— Begin Given records —
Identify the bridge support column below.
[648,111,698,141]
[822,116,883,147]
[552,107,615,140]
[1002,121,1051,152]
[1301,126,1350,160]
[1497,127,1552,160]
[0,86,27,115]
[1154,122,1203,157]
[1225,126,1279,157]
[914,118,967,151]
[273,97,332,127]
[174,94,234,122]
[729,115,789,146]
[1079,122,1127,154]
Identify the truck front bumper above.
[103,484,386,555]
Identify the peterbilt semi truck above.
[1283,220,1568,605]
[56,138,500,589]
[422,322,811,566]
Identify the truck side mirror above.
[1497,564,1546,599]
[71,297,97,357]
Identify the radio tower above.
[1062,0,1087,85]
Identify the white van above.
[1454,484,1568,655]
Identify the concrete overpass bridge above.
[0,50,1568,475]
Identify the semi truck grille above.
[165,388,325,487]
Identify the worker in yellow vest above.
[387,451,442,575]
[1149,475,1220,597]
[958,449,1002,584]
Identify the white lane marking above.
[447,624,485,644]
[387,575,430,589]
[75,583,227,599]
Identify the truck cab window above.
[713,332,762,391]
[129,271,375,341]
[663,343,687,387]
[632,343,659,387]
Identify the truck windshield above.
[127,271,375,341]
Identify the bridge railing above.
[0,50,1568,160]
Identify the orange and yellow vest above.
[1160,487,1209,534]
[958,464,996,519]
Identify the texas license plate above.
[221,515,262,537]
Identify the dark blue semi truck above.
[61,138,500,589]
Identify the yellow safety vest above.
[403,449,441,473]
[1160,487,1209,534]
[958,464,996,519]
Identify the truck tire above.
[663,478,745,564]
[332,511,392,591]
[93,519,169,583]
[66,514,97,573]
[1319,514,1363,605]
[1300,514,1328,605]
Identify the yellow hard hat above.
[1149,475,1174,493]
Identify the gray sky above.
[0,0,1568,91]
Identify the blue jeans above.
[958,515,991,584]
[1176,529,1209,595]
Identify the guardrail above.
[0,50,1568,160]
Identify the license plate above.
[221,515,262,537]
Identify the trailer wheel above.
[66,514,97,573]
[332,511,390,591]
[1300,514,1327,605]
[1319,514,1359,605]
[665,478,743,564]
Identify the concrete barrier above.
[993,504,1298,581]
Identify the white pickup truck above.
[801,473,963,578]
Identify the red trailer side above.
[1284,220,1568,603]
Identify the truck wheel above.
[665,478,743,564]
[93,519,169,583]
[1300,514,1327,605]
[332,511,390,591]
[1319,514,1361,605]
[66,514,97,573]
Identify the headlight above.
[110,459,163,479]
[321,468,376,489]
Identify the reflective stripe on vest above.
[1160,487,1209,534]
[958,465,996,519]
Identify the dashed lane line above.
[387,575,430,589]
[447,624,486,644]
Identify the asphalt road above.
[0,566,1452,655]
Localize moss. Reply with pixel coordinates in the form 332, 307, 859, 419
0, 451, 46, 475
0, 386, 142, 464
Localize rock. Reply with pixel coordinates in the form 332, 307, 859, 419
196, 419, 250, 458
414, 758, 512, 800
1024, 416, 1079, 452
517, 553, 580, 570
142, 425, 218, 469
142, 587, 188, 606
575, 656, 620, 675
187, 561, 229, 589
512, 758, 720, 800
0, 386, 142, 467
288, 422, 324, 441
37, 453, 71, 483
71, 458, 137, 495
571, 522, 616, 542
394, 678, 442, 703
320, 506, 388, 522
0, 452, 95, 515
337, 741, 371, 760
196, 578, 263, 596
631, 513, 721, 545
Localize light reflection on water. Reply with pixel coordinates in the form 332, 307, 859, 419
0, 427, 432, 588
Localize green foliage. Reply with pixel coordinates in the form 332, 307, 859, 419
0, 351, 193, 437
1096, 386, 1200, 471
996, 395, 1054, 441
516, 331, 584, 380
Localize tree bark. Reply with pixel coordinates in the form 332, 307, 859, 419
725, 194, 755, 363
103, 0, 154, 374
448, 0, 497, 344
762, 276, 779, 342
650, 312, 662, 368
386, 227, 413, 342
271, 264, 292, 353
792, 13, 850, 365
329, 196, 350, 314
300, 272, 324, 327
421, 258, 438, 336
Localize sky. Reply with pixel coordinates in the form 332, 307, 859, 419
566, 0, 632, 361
— End Given records —
— Begin Given records —
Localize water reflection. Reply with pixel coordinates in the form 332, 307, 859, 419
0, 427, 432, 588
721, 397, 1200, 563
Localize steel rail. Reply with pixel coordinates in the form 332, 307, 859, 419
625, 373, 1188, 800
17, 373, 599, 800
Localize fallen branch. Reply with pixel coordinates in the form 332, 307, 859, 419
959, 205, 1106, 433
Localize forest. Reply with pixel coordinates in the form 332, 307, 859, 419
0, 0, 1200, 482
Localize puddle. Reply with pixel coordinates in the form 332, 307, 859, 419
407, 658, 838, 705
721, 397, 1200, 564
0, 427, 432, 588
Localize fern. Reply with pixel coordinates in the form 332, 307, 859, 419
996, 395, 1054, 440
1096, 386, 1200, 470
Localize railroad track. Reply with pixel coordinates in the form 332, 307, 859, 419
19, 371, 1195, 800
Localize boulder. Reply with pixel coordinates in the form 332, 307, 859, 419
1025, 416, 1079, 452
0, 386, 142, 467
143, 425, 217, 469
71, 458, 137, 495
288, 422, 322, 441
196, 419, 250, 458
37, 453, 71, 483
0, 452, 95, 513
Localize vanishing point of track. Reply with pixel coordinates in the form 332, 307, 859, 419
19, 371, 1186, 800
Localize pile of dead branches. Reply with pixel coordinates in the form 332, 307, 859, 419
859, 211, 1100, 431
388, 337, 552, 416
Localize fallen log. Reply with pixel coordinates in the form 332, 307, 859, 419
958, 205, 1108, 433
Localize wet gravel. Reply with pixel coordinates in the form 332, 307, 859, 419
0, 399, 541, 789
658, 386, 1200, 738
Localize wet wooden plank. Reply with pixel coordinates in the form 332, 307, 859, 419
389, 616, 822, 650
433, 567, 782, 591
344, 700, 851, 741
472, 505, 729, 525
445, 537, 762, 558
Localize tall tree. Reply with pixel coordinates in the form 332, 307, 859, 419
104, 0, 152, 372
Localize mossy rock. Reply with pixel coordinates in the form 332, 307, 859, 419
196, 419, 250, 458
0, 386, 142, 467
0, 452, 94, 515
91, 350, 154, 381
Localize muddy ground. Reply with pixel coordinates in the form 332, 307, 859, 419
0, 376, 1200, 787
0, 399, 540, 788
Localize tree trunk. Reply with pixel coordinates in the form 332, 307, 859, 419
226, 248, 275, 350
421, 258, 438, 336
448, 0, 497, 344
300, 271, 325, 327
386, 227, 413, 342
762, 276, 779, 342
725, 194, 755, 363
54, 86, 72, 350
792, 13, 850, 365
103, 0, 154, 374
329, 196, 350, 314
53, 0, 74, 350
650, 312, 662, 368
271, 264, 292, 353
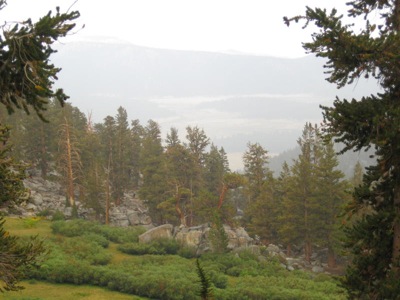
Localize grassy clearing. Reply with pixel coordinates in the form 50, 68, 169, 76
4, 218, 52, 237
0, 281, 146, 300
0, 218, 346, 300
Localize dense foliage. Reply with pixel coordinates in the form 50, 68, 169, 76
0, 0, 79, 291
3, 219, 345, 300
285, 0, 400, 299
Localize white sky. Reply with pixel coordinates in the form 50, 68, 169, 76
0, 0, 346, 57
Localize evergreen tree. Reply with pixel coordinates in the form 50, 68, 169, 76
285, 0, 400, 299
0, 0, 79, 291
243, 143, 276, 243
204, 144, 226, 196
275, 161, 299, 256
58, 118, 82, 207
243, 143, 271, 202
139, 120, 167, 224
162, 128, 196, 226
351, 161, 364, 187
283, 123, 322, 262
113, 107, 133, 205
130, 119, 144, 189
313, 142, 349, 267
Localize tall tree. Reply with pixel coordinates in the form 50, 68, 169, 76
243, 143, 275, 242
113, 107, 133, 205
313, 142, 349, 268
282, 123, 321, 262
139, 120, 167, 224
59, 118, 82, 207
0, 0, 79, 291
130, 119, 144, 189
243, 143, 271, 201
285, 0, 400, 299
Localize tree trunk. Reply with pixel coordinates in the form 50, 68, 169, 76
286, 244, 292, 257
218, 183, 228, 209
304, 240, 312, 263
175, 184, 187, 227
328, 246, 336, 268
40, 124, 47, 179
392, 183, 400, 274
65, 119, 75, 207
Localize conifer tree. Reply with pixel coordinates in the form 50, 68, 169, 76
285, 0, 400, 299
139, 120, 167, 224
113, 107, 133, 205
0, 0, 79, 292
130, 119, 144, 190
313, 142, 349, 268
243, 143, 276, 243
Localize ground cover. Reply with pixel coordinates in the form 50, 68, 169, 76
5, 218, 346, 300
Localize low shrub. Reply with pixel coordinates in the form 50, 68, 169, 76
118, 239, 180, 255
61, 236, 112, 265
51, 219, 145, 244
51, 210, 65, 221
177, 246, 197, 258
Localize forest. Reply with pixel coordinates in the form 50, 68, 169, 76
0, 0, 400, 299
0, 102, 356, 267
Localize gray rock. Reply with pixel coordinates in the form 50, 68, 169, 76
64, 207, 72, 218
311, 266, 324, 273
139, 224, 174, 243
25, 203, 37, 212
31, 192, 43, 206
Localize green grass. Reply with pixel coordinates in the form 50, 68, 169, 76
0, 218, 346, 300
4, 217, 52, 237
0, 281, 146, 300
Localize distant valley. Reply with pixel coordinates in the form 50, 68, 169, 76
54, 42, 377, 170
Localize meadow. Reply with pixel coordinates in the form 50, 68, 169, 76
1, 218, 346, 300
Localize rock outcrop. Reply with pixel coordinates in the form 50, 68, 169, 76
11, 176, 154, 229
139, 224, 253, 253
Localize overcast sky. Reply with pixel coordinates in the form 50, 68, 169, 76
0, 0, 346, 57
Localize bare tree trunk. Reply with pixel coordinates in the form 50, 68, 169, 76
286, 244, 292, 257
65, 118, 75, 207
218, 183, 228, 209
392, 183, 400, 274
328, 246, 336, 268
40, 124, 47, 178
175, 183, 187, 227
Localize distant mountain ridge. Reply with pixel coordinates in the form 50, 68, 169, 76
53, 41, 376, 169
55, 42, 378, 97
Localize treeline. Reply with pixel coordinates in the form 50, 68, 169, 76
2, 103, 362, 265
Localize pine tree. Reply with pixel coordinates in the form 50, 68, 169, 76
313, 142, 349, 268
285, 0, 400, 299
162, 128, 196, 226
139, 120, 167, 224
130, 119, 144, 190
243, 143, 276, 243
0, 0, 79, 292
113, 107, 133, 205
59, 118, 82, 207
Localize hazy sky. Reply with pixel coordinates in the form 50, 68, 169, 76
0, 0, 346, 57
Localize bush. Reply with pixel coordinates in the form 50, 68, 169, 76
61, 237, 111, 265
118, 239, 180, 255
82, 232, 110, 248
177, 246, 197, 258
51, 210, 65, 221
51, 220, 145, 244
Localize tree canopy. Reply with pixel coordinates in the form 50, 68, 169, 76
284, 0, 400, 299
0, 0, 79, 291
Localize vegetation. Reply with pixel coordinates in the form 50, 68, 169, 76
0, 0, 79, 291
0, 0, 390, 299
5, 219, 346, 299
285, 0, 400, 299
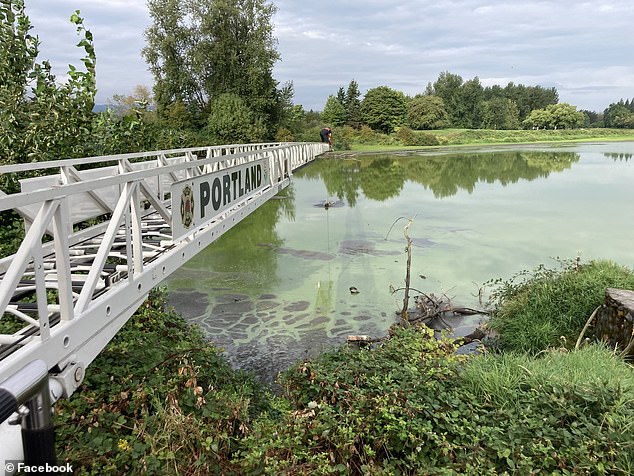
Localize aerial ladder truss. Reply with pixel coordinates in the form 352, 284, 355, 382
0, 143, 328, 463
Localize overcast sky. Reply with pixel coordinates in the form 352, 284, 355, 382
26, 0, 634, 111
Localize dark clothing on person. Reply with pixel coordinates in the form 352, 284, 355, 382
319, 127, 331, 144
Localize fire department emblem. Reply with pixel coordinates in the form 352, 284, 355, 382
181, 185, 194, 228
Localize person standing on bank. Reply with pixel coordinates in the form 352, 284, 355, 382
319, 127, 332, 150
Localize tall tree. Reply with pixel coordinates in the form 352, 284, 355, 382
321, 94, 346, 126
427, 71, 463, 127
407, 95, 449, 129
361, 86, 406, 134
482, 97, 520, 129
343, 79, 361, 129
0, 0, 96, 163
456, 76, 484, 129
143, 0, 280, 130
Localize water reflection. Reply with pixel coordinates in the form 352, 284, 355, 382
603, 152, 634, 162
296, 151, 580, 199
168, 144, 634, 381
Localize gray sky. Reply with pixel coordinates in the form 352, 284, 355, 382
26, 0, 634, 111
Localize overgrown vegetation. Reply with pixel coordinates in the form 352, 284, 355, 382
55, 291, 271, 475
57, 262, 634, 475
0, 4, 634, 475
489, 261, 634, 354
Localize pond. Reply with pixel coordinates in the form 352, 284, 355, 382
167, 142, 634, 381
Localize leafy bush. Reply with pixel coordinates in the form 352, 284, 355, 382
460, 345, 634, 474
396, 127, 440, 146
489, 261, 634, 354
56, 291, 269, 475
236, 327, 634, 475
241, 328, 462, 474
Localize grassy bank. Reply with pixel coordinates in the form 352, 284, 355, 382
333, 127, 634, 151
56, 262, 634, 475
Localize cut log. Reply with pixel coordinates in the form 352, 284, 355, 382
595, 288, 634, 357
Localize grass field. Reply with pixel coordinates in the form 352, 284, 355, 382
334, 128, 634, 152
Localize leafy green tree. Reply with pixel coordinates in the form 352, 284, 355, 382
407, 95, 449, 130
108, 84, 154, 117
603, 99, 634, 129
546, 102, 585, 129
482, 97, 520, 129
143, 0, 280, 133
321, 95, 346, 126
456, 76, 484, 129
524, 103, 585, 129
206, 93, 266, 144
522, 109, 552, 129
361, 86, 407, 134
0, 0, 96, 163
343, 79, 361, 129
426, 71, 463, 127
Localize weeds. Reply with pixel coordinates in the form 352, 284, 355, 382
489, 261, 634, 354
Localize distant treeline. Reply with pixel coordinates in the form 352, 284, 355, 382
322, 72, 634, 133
— End Given records —
Print the entries without any changes, beginning at the line that contains "Localize conifer tree." and stopping after the line that contains "51, 220, 145, 244".

Localize conifer tree. Reply with pixel coordinates in the form 50, 68, 169, 76
285, 0, 400, 299
139, 120, 167, 224
113, 107, 133, 205
0, 0, 79, 292
130, 119, 144, 190
313, 142, 349, 268
243, 143, 276, 243
Localize ground cover. Reply with pixel coordinates in the form 50, 68, 169, 76
5, 218, 346, 300
Localize low shrub. Reply with pixel coordinates in the form 50, 68, 169, 76
118, 239, 180, 255
61, 236, 112, 265
51, 219, 145, 244
51, 210, 65, 221
177, 246, 197, 258
Localize forest. Reply with pixel coordinates in the form 50, 68, 169, 76
0, 0, 400, 299
0, 102, 356, 267
Localize gray rock. Reply with pixel coordinates in the form 50, 68, 169, 76
64, 207, 72, 218
311, 266, 324, 273
139, 224, 174, 243
25, 203, 37, 212
31, 192, 43, 206
Localize green grass. Reply with pixel coordinates in the form 50, 68, 169, 76
0, 218, 346, 300
4, 217, 52, 237
0, 281, 146, 300
Localize distant valley. Reply with pixel coordinates in the form 50, 68, 169, 76
54, 42, 377, 170
Localize meadow. Reply with pixel coordinates in the form 50, 68, 169, 76
1, 218, 346, 300
Localize rock outcrop. Reply with pixel coordinates in the form 50, 68, 169, 76
11, 176, 154, 229
139, 224, 253, 253
Localize overcast sky. Reply with pixel coordinates in the form 50, 68, 169, 76
0, 0, 346, 57
Localize bare tree trunk. Reply with pixel coordinates in the form 50, 68, 169, 76
286, 244, 292, 257
65, 118, 75, 207
218, 183, 228, 209
392, 183, 400, 274
328, 246, 336, 268
40, 124, 47, 178
175, 183, 187, 227
Localize distant mountain ridge. Reply with pixel coordinates in the form 50, 68, 169, 76
53, 41, 376, 169
55, 42, 378, 97
Localize treeline. Reply with pixel coordinates in the form 50, 68, 169, 76
2, 103, 362, 265
Localize pine tree. Reply with pixel coordinates in the form 50, 68, 169, 76
313, 142, 349, 268
285, 0, 400, 299
162, 128, 196, 226
139, 120, 167, 224
130, 119, 144, 190
243, 143, 276, 243
0, 0, 79, 292
113, 107, 133, 205
59, 118, 82, 207
Localize hazy sky. Reply with pixel coordinates in the form 50, 68, 169, 76
0, 0, 346, 57
Localize bush. Reply with pixel coordinates in the form 50, 68, 169, 76
61, 237, 111, 265
118, 239, 180, 255
82, 232, 110, 248
177, 246, 197, 258
51, 210, 65, 221
51, 220, 145, 244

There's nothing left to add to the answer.